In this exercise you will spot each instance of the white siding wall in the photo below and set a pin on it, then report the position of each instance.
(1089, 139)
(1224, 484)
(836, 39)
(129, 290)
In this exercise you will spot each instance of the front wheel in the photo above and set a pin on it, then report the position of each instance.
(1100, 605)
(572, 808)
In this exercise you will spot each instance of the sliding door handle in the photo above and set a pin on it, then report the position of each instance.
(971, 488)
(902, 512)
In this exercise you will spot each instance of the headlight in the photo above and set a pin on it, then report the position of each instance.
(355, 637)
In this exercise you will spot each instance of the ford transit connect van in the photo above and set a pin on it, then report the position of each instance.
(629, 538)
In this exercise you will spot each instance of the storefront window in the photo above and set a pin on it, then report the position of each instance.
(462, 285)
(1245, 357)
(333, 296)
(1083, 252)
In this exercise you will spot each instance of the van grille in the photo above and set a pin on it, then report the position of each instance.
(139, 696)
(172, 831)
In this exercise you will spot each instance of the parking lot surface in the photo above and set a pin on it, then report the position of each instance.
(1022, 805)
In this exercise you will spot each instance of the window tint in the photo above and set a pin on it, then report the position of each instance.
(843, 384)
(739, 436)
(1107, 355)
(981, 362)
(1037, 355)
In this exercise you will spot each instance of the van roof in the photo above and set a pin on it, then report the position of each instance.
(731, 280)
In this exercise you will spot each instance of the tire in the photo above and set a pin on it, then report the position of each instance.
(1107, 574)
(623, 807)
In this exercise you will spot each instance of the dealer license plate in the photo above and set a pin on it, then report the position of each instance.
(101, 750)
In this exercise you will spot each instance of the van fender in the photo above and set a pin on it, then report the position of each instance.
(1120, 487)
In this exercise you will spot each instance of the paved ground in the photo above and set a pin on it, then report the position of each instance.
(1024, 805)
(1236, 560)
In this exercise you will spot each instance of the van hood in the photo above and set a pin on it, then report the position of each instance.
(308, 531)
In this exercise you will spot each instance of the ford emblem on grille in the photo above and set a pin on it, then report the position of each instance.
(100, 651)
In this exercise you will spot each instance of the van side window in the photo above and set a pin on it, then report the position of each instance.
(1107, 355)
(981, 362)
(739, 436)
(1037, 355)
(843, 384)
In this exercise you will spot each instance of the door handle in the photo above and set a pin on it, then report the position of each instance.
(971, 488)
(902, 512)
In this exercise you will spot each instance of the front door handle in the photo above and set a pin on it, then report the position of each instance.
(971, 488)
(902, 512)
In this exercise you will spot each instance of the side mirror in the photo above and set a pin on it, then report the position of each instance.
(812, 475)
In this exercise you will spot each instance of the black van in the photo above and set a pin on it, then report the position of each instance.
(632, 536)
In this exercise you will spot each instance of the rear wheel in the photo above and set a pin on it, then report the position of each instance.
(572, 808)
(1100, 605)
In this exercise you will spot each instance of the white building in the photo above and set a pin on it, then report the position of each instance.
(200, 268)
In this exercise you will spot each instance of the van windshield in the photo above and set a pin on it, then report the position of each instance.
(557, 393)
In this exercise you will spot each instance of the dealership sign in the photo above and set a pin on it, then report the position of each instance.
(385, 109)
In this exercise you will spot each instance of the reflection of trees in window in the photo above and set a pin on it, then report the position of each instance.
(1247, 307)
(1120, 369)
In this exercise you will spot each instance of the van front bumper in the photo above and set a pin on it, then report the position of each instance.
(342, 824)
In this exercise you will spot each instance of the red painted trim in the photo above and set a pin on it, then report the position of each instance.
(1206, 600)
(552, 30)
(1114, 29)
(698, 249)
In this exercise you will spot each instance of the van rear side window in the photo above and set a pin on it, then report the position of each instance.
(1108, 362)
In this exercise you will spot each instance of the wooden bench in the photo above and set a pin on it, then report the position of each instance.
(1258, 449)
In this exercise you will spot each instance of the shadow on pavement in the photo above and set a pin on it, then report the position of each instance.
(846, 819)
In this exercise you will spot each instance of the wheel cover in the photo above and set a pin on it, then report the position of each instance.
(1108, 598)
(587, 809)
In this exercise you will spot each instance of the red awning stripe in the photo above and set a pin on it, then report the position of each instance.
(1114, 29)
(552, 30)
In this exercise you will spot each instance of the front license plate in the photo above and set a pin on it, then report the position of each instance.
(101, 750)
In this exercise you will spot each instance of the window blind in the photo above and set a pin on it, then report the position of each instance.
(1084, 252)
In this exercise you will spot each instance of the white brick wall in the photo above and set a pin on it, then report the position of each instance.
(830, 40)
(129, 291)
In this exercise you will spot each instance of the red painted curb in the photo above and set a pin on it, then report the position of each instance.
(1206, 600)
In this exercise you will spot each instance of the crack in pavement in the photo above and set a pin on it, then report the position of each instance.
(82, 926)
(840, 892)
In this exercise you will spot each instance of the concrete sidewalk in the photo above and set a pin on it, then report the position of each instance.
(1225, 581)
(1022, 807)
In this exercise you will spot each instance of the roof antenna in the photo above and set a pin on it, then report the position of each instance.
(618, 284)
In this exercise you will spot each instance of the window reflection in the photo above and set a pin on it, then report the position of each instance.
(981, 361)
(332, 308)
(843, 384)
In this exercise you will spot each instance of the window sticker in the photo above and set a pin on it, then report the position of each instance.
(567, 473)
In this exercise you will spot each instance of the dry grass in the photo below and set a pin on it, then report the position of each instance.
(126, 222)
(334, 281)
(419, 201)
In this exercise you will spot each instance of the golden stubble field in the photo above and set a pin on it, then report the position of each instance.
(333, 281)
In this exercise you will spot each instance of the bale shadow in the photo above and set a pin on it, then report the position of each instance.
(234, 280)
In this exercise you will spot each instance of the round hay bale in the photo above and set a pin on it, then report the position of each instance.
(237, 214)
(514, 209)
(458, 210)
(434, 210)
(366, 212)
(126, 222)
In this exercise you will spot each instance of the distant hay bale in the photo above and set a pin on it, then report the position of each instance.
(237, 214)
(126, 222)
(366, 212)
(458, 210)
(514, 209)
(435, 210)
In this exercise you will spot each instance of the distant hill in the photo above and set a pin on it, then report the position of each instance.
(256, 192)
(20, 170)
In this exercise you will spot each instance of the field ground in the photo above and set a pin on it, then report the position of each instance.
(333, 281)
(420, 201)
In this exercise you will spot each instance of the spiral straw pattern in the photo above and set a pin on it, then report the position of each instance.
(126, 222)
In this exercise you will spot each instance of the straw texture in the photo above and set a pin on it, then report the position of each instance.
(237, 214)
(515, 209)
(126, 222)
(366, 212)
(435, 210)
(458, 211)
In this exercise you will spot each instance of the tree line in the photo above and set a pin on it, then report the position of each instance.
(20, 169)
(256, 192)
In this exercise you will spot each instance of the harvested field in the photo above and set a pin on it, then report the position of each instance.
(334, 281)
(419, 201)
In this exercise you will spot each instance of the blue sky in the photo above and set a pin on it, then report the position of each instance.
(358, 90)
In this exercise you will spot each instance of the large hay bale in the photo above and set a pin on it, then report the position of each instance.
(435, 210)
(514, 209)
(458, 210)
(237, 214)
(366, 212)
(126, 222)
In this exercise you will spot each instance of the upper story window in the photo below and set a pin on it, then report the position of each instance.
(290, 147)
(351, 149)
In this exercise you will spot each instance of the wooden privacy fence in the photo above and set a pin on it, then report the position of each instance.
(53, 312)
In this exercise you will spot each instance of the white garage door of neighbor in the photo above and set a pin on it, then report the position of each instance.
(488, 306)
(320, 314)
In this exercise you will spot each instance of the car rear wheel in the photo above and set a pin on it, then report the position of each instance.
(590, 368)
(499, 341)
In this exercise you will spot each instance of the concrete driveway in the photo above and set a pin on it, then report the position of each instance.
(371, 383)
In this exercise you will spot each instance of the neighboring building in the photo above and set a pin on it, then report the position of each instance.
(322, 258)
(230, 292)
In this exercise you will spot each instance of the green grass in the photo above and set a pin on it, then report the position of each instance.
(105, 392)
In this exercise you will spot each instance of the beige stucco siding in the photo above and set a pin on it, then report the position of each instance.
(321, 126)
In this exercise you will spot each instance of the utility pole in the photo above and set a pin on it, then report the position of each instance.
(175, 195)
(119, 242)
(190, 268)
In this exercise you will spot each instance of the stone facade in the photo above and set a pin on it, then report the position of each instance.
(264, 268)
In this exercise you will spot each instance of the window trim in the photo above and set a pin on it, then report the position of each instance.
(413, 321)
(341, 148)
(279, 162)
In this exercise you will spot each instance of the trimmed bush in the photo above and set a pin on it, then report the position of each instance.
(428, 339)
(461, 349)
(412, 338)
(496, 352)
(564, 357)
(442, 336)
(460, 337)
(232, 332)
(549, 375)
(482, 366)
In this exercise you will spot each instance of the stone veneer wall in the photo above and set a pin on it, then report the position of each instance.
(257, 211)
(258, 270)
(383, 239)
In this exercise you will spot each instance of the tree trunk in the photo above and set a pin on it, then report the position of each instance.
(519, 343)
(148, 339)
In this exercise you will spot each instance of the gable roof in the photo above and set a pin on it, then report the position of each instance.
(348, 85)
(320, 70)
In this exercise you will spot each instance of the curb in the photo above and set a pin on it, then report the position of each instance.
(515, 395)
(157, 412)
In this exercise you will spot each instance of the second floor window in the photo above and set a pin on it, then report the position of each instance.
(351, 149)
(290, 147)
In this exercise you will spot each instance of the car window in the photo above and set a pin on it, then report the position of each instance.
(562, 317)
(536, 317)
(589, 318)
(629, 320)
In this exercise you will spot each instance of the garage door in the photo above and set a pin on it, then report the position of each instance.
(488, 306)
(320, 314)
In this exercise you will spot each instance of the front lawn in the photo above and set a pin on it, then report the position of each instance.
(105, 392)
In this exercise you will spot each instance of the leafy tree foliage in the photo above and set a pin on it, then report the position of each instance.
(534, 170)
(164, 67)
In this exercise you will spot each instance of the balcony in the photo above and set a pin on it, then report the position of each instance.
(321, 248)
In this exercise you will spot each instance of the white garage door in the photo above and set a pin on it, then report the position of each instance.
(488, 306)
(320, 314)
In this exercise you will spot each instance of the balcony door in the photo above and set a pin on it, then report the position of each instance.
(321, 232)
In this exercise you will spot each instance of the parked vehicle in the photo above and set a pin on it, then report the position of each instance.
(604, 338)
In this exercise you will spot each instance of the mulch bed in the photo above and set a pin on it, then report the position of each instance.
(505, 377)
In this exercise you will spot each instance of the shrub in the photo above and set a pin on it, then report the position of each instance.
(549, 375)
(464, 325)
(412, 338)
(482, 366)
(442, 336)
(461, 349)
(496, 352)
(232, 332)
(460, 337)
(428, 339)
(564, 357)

──────────

** What you are asked to do **
Copy exactly. The range runs from the line containing "white garage door in" through the last line of the data.

** Answer space **
In this exercise you will spot each instance of the white garage door in the photo above and set a pin on it, then report the position of each instance.
(488, 306)
(320, 314)
In this exercise you will spot each instance of the balcony door in the photo above and set a pin on it, then report the position of each instance.
(321, 232)
In this exercise you will spot each instance of the parked vehicle in the photo above and set a pin on it, then report the position of each instance.
(604, 338)
In this exercise you will spot each instance of the mulch bed in the photo above and set a pin on it, then report the position of each instance.
(505, 377)
In this exercise you will spot each instance of the shrub in the photo above and set a pin on it, then report the position of each instance.
(549, 375)
(464, 325)
(412, 338)
(482, 366)
(442, 336)
(461, 349)
(496, 352)
(232, 332)
(460, 337)
(428, 339)
(564, 357)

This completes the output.